Collected data entries:
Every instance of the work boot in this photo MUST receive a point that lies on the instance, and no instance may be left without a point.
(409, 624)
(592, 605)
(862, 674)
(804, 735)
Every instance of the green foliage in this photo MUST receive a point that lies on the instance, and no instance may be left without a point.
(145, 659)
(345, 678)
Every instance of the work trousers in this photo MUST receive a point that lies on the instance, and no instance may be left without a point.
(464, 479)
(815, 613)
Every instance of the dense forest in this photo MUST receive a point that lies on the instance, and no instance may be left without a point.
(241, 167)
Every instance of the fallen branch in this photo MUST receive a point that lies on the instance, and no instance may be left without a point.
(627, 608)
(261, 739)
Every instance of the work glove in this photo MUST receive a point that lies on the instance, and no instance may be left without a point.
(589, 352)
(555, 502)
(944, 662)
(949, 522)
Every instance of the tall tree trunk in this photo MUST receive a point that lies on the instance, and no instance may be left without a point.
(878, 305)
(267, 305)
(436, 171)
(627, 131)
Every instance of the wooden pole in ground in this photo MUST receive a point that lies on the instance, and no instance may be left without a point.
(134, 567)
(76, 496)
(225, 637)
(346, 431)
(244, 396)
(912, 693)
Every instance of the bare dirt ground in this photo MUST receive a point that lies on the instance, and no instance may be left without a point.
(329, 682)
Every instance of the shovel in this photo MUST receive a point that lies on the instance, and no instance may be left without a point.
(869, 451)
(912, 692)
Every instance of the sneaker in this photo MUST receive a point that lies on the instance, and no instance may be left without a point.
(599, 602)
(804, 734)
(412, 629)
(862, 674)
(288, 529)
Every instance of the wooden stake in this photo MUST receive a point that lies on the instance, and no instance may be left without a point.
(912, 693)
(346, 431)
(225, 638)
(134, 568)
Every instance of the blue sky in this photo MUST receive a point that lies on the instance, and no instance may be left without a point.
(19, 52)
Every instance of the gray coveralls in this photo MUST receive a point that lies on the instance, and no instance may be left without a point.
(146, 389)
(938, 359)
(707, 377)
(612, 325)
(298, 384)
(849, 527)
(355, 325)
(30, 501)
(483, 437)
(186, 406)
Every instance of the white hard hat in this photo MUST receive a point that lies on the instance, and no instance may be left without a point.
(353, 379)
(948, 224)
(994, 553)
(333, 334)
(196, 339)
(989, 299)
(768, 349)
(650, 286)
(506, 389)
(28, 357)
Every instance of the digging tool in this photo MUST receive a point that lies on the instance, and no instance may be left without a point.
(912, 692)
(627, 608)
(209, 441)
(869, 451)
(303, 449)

__Task description__
Provide an exact reproduction of all the entries shown above.

__Result for this exercise__
Every instance of the work boot in this photo MUST receive a point that lies on the instance, and no instance may be left without a point.
(409, 624)
(592, 605)
(862, 674)
(804, 735)
Every instance of the green foliage in this photo MUST receive a point that lies on the instance, and no instance may be left without a point.
(145, 659)
(345, 678)
Every instance of the work trousers in this photo MUST receive a point that lies on the instance, and no instance may be left without a point.
(464, 479)
(815, 613)
Every instance of the dense forest in this photo MUST receive a point that lies on the instance, and no instance may be left without a point.
(241, 167)
Every instance of the fallen branch in this photo MUST receive a point that lies on the instance, and no instance may be left without a point.
(627, 608)
(261, 739)
Every instance of the work glove in this photo MUST receive a point that lies on the instance, and no instance may be left without a point.
(589, 352)
(555, 502)
(944, 662)
(949, 522)
Every instance of the tall tree trunk in this photo MUST receive a point that lies on the instance, and no instance may be left without a point.
(878, 305)
(267, 305)
(436, 171)
(627, 131)
Every instance of the wooden pole in ground in this photo MUST receive a point that lies on the instance, and no instance may be left without a point.
(134, 567)
(76, 496)
(225, 637)
(346, 431)
(244, 396)
(912, 693)
Every instance of the bare dirt ground in this photo MUST receive a point that lies on the instance, and no instance may be left without a point.
(329, 682)
Every instance of the shovel in this photo MUST receive a point that lies on the instance, and no instance may be left without a point.
(869, 451)
(912, 692)
Every instance of the sneaker in this photo MUST receive a point that lies on the instance, and no instance may be left without a point.
(599, 602)
(804, 734)
(412, 629)
(862, 674)
(288, 529)
Every instance of the wooden stake in this photo MUST receive a point that lies on the instance, and no instance may be left without a point.
(912, 693)
(346, 431)
(225, 638)
(134, 568)
Every instance of the blue sky in this photo MUST receive a point that lies on the instance, and no instance may be left without a point.
(19, 52)
Every instance of the gray coveralls in this photo MUST receive a point that lies on the instance, and no instance may be left without a point.
(146, 389)
(938, 359)
(707, 377)
(612, 325)
(298, 384)
(849, 527)
(355, 325)
(30, 501)
(483, 437)
(186, 406)
Every instance of the white hard hat in this photo MUST receive a point that lies on the instance, and no instance may be left without a point.
(353, 379)
(948, 224)
(994, 553)
(333, 334)
(196, 339)
(989, 299)
(768, 349)
(650, 286)
(506, 389)
(28, 357)
Every instance of the digging tool in this photo MUST receive a point that lies on the instance, and no instance may be left without a point.
(912, 692)
(627, 608)
(209, 441)
(869, 451)
(303, 449)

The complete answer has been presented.